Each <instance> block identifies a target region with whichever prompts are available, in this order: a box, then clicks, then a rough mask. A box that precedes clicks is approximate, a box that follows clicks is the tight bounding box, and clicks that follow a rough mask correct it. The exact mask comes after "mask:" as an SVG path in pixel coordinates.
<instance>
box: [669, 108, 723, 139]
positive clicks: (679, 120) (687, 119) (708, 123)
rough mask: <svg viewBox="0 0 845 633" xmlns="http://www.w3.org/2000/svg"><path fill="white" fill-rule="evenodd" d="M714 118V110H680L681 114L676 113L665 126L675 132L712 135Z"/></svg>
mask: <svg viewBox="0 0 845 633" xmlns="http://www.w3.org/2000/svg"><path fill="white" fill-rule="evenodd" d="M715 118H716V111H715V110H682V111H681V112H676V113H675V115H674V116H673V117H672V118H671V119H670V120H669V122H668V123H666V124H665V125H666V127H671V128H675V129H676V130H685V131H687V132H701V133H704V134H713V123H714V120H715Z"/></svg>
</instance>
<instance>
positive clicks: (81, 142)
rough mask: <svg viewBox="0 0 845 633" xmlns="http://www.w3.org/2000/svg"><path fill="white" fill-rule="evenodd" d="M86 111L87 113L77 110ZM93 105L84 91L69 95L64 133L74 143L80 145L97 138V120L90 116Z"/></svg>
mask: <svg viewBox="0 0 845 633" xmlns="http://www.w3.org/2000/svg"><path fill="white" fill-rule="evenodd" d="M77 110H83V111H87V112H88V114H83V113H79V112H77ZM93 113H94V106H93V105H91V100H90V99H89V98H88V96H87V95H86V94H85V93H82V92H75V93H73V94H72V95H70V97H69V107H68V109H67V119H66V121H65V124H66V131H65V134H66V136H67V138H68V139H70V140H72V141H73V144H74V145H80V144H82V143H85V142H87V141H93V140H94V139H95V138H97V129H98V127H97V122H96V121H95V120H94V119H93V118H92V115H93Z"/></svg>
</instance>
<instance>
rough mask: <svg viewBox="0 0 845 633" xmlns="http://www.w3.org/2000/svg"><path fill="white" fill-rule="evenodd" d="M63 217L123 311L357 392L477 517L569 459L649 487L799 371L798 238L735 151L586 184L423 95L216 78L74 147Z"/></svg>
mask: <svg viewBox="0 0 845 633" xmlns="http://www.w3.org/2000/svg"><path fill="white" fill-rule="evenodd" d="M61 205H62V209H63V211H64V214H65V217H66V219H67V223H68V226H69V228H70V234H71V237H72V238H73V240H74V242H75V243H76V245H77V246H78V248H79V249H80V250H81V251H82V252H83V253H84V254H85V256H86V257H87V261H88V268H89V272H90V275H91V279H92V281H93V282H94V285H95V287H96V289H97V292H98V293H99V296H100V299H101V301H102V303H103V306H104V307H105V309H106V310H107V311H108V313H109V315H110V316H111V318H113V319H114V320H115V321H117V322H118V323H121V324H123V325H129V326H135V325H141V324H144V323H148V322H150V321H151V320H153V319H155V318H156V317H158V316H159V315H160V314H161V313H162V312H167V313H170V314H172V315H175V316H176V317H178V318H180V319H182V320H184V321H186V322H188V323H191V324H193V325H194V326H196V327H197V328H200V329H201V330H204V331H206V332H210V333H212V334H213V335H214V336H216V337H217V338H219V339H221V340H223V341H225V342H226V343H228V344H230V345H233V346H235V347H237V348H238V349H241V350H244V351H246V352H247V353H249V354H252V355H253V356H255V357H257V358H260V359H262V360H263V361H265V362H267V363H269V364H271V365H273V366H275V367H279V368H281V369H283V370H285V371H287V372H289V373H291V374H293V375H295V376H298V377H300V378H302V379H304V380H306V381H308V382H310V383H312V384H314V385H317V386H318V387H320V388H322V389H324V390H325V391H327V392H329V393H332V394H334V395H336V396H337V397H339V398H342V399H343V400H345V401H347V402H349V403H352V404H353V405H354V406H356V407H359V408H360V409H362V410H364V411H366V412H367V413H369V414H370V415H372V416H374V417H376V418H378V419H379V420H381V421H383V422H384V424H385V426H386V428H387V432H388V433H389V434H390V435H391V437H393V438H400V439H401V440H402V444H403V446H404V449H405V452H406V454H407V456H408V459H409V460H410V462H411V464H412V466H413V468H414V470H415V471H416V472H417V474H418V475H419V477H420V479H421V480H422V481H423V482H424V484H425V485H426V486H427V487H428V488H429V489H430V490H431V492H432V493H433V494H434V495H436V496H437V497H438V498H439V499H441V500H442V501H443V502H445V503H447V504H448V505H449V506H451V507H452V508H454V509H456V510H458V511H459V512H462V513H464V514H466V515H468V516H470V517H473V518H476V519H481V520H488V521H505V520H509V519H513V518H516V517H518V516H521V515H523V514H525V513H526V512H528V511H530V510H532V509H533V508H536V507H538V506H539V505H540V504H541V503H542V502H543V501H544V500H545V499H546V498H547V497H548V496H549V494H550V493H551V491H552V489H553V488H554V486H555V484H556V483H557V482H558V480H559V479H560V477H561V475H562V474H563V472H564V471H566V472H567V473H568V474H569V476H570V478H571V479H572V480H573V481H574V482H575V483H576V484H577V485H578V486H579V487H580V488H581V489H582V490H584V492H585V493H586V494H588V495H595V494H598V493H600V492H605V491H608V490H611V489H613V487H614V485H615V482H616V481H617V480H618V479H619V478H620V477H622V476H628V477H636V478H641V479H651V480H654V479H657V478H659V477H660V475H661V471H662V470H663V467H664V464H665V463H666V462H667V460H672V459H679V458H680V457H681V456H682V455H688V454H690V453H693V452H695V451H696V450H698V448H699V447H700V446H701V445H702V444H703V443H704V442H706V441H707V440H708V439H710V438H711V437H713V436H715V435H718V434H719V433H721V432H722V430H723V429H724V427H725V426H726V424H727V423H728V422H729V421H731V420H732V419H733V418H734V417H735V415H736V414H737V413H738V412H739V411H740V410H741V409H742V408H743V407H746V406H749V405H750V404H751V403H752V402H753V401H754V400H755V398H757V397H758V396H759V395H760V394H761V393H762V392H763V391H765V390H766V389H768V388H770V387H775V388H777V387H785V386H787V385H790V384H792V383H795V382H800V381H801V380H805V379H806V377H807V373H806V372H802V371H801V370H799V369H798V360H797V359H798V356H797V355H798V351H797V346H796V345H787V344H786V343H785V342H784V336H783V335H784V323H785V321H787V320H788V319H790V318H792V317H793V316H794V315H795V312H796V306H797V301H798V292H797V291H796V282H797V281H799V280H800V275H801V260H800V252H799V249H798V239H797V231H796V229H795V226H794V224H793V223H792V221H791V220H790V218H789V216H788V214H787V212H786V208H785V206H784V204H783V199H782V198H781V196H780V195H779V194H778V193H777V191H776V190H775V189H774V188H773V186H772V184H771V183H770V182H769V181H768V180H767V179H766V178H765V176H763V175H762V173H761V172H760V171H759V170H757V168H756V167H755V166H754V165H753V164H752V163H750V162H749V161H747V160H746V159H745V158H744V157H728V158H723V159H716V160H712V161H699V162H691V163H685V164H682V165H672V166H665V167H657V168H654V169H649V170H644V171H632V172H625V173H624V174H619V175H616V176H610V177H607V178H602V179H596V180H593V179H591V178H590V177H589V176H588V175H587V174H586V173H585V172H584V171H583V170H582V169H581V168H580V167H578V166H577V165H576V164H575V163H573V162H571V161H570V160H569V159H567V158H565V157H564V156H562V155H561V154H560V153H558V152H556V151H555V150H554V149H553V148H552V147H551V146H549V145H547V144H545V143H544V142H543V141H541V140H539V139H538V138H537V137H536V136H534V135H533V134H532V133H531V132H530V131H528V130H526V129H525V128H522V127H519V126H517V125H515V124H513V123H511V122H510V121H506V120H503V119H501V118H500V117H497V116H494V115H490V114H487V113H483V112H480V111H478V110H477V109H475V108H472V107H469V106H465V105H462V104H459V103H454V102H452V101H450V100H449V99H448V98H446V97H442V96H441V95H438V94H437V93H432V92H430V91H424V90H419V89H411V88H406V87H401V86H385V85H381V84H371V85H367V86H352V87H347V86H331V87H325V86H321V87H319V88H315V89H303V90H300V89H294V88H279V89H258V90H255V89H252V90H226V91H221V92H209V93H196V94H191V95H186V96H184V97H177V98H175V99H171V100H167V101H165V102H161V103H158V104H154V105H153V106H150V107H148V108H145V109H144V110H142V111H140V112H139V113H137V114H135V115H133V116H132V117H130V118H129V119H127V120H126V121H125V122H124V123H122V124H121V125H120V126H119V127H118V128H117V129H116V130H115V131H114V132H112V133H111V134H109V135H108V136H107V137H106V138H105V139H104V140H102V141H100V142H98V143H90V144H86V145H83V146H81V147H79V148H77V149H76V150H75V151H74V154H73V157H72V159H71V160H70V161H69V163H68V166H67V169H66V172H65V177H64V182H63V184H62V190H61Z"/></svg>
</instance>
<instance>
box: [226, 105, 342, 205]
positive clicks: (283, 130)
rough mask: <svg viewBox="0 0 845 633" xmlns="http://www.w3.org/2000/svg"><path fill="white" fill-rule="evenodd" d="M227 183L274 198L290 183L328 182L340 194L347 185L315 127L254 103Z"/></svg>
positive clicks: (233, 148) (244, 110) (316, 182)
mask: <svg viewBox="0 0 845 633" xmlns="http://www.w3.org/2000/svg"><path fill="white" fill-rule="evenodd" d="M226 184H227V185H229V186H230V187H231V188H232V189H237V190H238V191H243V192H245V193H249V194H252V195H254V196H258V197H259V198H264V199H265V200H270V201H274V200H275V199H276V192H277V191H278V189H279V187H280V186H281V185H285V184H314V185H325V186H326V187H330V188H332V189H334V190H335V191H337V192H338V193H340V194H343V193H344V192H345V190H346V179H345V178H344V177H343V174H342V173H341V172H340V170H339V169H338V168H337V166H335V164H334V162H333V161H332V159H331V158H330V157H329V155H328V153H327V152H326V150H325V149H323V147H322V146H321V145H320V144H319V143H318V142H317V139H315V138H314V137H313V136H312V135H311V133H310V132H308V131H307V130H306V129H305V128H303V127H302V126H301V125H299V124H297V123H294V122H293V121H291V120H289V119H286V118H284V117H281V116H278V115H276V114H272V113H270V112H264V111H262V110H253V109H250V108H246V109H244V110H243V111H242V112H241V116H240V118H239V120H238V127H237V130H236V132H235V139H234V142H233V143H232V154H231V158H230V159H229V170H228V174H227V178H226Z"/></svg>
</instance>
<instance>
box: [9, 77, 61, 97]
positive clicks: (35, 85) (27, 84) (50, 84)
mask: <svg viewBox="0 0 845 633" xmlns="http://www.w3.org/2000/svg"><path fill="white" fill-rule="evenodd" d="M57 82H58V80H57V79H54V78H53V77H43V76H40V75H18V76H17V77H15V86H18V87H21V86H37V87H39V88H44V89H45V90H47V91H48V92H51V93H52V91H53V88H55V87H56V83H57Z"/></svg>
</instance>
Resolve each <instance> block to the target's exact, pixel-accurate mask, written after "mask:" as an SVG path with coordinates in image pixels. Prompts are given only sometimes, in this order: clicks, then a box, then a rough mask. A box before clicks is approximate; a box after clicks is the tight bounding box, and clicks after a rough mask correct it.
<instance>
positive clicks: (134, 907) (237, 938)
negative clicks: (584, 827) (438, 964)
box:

_Instructions for the task_. What is the number of lines in the listing above that contain the string "target"? Give only the number.

_Written solution_. 2